*SOURCE DOCUMENT:*

Ten volunteers in the National Civilian Community Corps have camped in Oxbow Park and worked at various parks in Olmsted County for most of the month of May.

The group arrived May 6 and will work on different projects until they leave May 31, explained the group’s media representative, Daniel Coman.

The group is headquartered in Iowa. The team leader is Ramon Hilliard, who is from Maryland.

The group has planted trees, cleaned out exhibits at Zollman Zoo, worked on a 30-acre controlled burn at Chester Woods and done work to help control invasive species.

“We cleared out buckthorn just yesterday,” Coman mused.

The volunteers are from all across the United States. Coman, Hannah Stephens and Brittany Sykes are all from North Carolina. Luke Robbins is from Louisiana, Travis Simmons is from Oklahoma, Matthew Owens and Ashlyn Lutz are from Florida and Yasith Yansanayake is from Phoenix.

To volunteer in this particular part of AmeriCorps, volunteers must be between age 18 and 24.

They are provided with room and board and travel expenses during the months they are deployed across the nation.

“It’s a great way to spend a gap year,” said Coman.

More and more college-age students are taking a gap year from their studies and a ‘service’ year looks good on your resume, he said. There are four women and six men in the group.

“You get to travel, meet lots of people, do different things. It’s really great,” he said.

The volunteers sign up for 11 months. Between projects, or “spikes,” the group returns to one of four main campuses for the National Civilian Community Corps. One of those is in Iowa, and that campus is where this group came from. A spike is a project that takes place at least 50 miles away from campus.

Coman said the group has three physical activity sessions per week to help them stay in shape because most of the volunteer work they do involves physical labor.

“Everyone is encouraged to do their best when we’re working on these tasks, but not to over exert themselves,’ he emphasized.

The volunteers buy groceries and cook for themselves at the campsite.

“We have vegans, vegetarians and people with food allergies, so it’s pretty much cook for yourself,” Coman explained.

They do receive a small stipend.

Oxbow Park Manager Lonnie Hebl said the volunteers were very welcome.

“Oxbow wouldn’t be the park it is without our volunteer base, whether we get that through a grant program like this or our regular group of volunteers. When we add up the volunteer hours at the end of the year, it’s the equivalent of six full-time employees,” he said.

Carlin Zeigler, Olmsted County parks superintendent, wrote the grant request for the volunteers, said Hebl.

He said this group of Americorps volunteers will be headed to Michigan next.

*EXTRACTED MATERIAL:*
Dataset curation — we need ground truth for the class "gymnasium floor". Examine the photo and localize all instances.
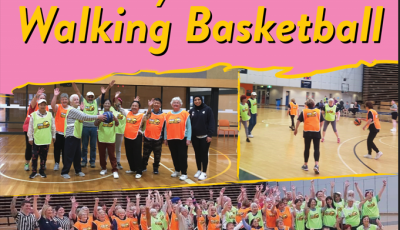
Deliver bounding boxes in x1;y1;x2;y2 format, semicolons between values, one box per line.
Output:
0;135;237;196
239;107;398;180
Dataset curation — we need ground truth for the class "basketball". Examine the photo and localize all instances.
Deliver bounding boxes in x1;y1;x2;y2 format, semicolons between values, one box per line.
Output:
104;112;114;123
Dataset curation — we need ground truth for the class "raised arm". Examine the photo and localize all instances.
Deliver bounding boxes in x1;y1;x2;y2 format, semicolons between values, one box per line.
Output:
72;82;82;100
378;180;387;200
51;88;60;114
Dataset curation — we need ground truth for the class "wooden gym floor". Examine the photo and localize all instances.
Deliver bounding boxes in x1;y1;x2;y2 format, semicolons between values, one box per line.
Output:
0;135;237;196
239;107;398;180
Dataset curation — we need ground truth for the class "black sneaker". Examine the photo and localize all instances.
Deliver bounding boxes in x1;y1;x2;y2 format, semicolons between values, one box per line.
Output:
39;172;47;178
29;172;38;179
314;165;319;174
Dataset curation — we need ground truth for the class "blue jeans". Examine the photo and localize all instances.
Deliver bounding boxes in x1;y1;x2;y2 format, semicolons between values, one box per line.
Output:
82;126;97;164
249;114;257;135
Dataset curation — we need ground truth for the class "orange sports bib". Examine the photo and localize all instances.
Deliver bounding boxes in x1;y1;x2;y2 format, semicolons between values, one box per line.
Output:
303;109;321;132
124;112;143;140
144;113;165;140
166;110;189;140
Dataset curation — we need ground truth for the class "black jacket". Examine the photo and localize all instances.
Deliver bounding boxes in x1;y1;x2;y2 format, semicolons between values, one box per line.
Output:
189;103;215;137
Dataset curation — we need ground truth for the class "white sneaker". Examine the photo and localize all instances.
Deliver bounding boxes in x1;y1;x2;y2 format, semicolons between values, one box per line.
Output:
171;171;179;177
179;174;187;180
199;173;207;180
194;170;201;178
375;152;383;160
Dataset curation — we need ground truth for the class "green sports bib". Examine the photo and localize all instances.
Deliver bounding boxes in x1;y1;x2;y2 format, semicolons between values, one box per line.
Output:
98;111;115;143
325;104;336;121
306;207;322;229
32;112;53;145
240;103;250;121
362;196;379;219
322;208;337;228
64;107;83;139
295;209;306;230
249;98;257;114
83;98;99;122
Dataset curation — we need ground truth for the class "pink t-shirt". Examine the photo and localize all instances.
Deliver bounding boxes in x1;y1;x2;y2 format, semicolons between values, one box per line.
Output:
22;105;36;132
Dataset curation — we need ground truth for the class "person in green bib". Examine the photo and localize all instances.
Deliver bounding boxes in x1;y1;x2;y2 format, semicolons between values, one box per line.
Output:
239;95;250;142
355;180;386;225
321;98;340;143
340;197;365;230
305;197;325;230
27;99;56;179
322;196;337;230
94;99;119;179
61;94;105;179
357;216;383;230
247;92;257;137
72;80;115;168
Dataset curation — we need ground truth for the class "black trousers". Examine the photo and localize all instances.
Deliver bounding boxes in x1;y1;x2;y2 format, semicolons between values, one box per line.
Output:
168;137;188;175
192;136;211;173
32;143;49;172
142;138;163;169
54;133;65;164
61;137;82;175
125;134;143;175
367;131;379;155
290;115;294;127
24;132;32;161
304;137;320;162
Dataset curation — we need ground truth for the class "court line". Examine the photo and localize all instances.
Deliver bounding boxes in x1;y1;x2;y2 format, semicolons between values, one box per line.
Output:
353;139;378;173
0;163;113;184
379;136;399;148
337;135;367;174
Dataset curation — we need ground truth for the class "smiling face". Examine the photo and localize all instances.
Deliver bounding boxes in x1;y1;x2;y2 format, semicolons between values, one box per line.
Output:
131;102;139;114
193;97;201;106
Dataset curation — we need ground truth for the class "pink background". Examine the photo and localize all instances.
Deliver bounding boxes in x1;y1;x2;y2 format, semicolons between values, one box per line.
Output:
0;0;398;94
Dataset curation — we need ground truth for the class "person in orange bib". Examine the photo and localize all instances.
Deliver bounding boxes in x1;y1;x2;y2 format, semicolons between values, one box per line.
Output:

*EXERCISE TASKS:*
1 – From the article on the volunteers in Oxbow Park above, copy the words from "More and more" to "away from campus.".
2 – In the article on the volunteers in Oxbow Park above, how many months do the volunteers sign up for?
3 – Check each statement against the article on the volunteers in Oxbow Park above, and say whether it agrees. Answer yes or no and quote the words that decide it.
(a) The group is headquartered in Iowa.
(b) A camp cook makes the volunteers' meals.
(c) The group will go to Wisconsin next.

*EXPECTED ANSWERS:*
1 –
More and more college-age students are taking a gap year from their studies and a ‘service’ year looks good on your resume, he said. There are four women and six men in the group.

“You get to travel, meet lots of people, do different things. It’s really great,” he said.

The volunteers sign up for 11 months. Between projects, or “spikes,” the group returns to one of four main campuses for the National Civilian Community Corps. One of those is in Iowa, and that campus is where this group came from. A spike is a project that takes place at least 50 miles away from campus.

2 – 11 months.

3 –
(a) Yes: "The group is headquartered in Iowa."
(b) No: "The volunteers buy groceries and cook for themselves at the campsite."
(c) No: "this group of Americorps volunteers will be headed to Michigan next."